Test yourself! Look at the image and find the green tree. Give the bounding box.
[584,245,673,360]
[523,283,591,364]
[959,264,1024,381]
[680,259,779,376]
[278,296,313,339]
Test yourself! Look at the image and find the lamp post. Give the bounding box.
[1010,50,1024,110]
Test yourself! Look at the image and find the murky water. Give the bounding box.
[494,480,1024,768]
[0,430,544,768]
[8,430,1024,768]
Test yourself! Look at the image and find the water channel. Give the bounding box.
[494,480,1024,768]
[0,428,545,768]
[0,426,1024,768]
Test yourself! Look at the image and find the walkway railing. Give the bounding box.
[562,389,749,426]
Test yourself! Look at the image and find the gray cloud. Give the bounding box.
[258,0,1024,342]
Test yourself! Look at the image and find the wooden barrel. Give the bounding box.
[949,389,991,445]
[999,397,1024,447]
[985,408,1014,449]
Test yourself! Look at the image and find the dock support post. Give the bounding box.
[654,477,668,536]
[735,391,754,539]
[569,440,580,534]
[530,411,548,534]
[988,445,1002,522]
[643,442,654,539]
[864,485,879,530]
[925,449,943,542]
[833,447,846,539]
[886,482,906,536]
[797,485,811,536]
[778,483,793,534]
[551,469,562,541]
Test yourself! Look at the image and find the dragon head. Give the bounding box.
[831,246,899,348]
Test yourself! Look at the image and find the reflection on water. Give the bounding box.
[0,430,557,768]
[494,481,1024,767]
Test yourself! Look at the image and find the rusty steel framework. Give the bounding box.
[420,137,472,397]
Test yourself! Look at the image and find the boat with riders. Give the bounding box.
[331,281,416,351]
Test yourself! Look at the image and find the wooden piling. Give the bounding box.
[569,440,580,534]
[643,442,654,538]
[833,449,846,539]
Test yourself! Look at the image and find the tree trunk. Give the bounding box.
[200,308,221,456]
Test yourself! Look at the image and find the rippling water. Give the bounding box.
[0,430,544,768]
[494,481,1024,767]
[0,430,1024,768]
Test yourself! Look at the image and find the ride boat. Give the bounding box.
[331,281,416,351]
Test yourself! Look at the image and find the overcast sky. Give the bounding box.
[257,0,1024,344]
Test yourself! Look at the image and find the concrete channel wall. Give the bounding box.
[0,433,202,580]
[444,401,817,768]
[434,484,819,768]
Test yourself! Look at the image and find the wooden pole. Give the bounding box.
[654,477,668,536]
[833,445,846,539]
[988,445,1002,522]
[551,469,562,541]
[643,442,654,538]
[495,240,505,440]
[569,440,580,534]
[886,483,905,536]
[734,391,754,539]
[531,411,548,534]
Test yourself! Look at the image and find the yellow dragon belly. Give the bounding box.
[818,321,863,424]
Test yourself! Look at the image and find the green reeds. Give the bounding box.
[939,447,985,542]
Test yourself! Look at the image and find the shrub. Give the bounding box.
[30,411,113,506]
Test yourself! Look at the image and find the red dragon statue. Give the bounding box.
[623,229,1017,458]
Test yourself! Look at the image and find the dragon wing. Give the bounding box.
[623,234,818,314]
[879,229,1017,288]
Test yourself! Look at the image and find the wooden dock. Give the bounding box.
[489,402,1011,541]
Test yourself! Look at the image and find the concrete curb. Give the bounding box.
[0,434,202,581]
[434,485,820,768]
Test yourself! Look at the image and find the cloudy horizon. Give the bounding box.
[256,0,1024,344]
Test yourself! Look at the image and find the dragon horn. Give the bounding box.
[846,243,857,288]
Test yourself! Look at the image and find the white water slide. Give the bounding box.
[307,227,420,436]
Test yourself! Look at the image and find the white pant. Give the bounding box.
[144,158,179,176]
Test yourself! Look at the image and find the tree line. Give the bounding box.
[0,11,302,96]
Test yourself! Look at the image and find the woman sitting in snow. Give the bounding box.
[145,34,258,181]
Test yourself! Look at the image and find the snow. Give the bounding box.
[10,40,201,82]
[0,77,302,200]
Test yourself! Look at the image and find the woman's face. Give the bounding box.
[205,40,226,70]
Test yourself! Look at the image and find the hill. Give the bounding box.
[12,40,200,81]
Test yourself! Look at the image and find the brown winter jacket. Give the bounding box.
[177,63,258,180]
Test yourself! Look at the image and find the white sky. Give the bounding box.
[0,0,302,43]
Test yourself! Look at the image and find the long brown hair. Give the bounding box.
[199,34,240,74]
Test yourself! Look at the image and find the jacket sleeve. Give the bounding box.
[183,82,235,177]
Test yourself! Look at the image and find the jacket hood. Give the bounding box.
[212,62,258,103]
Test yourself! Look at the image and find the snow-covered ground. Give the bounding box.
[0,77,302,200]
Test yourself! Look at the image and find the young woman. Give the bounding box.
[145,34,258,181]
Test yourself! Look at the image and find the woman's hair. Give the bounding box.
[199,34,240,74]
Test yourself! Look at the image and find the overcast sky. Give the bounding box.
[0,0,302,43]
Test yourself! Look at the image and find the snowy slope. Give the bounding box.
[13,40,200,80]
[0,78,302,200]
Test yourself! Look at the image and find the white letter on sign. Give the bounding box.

※ ※ ※

=== WHAT TO DO ===
Rewrite the lines from the line with "Test yourself! Look at the image and find the shrub." to the line with "[256,0,1024,344]", both included, with each request left as it is. Scale every bounding-box coordinate in the answers by 1.6 and round it to a whole number, with halves rounded up.

=== ANSWER FOR THIS EXERCISE ===
Test yourself! Look at the image and find the shrub. Give the bounding box.
[48,658,181,810]
Test yourself! Look at the image and find the red dragon statue. Give the bounding box.
[997,366,1627,733]
Test yourself! Look at the image and find the dragon wing. Give the bounding box.
[997,374,1309,502]
[1406,366,1627,461]
Test yourself! Look at the image and find the wooden dock. Give the bounding box.
[782,643,1618,866]
Test yourself! Look at the image and find the concrete curb. Give the bounding box.
[0,694,323,930]
[694,776,1312,1229]
Test yourself! Look at the image and find the cloudy horizon. Give the bounding box.
[410,0,1638,550]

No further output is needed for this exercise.